▶ _Quoted passage_

::::::::::

The Family Medical and Leave Act in part requires an employer to permit an eligible employee to take a leave of absence arising from the serious medical condition involving the employee’s spouse. When Congress enacted the FMLA in 1993, no state had recognized a same-sex marriage. Consequently, the definition of a spouse for FMLA purposes was uncomplicated and uncontroversial.

Since 1993, however, the concept of marriage has undergone considerable debate and development at a national, state and local level. In part, Congress enacted the Defense of Marriage Act (“DOMA”) which defined, as a matter of federal law, that marriage could only be between “one man and one woman as husband and wife.” In 2013, the U.S. Supreme Court declared DOMA unconstitutional.

While the federal law ban on affording the same privileges to a same-sex married couple was eliminated with the ruling that DOMA was unconstitutional, employers were still left with the inconsistent treatment of same-sex marriages as a matter of state law throughout the country. Some states, such as Illinois, have now amended statutory law to affirmatively recognize same-sex marriages. In other states, courts have declared the state law statutory ban as unconstitutional. Based on the judicial declaration in those states, same-sex marriages in many instances are now being performed. The United States Supreme Court is now set to hear oral arguments later in April and presumably will issue a decision by late June deciding once and for all whether or not a state law ban on same-sex marriages is constitutional.

In the meantime, the Department of Labor was left with the issue of how to define a spouse for purposes of FMLA leave. In February 2015, the DOL issued a final regulation which concluded that a spouse should be determined by the state law in effect where and when the employee was married (either a state or foreign government) rather than under the laws where the employee now resides. By way of example, if the same-sex couple was married either in Iowa or Illinois (which recognizes such marriages) and then moves to Missouri (a state which does not recognize same-sex marriages), Missouri employers were faced with the dilemma of whether or not it had to recognize this marriage under the FMLA. The DOL regulation chose the place of celebration, rather than the place of residence, as the determining factor. As such, the Missouri employer would be required to permit the employee to take FMLA leave to care for his or her same-sex spouse.

::::::::::

▶ _Things to do_
1 – Name every U.S. state that the FMLA passage mentions.
2 – Resume the passage on the FMLA and same-sex marriage after its final sentence.

▶ _Data entries_

::::::::::

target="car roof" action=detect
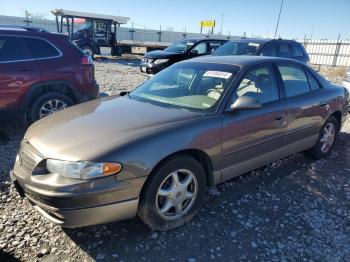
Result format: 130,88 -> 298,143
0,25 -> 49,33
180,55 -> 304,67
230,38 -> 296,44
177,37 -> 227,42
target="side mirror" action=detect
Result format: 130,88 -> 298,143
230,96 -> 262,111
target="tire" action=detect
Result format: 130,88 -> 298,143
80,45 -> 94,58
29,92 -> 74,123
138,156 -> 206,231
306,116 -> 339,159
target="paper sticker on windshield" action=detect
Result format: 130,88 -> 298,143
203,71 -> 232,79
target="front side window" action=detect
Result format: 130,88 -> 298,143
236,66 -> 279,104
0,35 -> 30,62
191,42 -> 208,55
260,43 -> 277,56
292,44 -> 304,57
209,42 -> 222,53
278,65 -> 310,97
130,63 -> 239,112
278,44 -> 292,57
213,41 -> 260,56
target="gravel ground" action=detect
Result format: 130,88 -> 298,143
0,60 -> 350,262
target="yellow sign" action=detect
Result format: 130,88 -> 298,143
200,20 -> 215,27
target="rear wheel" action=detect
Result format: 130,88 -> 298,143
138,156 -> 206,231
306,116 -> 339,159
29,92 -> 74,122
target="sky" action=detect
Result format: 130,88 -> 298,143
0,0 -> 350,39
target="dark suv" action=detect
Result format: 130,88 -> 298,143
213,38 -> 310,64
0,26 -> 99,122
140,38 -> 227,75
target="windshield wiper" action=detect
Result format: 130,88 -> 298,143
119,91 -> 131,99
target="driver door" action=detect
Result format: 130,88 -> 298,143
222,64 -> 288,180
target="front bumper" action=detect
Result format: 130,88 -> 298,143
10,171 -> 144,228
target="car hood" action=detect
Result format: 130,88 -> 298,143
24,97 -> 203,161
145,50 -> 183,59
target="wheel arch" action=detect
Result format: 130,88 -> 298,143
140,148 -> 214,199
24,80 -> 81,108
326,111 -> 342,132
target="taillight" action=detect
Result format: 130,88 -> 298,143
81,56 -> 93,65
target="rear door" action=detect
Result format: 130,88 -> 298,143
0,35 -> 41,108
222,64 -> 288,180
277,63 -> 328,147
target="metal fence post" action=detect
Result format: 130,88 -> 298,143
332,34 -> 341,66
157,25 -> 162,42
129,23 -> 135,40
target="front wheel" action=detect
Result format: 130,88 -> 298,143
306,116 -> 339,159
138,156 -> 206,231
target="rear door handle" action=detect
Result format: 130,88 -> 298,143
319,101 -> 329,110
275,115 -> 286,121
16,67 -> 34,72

::::::::::

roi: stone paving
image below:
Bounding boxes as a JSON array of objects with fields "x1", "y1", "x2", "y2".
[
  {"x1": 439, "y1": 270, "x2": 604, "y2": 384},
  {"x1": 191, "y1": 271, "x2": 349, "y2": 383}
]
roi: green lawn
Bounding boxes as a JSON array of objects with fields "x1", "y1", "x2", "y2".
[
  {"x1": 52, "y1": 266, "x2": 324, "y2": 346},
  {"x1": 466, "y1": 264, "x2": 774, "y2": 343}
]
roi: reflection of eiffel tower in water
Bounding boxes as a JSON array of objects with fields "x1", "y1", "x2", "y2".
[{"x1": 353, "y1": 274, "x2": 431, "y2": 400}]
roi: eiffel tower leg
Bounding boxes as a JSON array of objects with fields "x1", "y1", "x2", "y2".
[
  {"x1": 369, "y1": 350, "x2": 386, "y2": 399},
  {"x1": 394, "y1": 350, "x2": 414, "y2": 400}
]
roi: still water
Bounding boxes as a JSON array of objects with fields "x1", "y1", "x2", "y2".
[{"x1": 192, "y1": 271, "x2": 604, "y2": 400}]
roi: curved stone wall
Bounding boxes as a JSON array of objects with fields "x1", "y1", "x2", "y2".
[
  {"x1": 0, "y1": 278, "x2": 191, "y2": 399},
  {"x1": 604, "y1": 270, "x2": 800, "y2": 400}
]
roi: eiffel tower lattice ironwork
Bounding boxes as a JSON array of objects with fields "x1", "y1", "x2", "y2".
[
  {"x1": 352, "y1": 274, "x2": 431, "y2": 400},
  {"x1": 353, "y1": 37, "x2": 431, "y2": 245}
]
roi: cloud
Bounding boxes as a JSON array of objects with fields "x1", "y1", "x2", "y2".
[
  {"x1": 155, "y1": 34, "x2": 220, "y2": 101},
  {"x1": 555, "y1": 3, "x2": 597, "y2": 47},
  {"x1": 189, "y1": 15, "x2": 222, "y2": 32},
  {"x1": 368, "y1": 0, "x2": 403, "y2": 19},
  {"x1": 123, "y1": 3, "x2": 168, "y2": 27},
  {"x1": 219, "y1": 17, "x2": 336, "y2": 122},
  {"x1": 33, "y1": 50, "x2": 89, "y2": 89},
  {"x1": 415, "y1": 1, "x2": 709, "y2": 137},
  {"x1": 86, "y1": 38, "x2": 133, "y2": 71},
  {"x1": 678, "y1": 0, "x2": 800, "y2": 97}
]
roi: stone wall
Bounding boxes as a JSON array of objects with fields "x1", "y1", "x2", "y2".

::::::::::

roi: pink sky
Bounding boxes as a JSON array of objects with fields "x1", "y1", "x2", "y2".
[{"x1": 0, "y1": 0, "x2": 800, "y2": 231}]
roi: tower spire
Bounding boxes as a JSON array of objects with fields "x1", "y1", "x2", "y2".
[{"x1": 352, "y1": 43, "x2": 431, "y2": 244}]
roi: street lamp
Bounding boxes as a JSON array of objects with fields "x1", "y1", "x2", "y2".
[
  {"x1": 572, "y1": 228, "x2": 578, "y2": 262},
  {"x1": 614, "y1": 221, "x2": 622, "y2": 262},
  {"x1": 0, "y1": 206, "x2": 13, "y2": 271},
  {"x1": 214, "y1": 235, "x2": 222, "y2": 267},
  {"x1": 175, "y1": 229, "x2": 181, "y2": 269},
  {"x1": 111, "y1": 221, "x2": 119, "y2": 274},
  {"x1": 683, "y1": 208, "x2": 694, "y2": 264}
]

::::::::::

▶ _Answers by task_
1 – Illinois, Iowa, Missouri

2 –
The DOL regulation was set to take effect on March 27, 2015. The States of Texas, Arkansas, Louisiana and Nebraska sued to enjoin enforcement of the DOL regulation, arguing that neither the federal government, generally, nor the DOL, specifically, had the power to define marriage for employers within its state borders. On February 26, 2015, a federal judge for the Northern District of Texas entered a temporary restraining order and preliminary injunction in favor of the states and blocked enforcement of the DOL regulation pending further proceedings on the merits of the challenge.

Despite the adverse ruling by the federal judge, the DOL remains unbowed. In response, the DOL has taken an extremely narrow view of the scope of the injunction and contends that the court only enjoined enforcement against the 4 state governments and that it will continue to enforce the Final Rule against all other employers. While the preliminary injunction should not affect employers in the state of Illinois, which has now recognized same-sex marriage, it may affect Missouri employers in the interim until such time as the court either rejects the DOL interpretation of the scope of the preliminary injunction, dissolves the preliminary injunction, or the Supreme Court issues its ruling on the constitutionality of bans on same-sex marriages.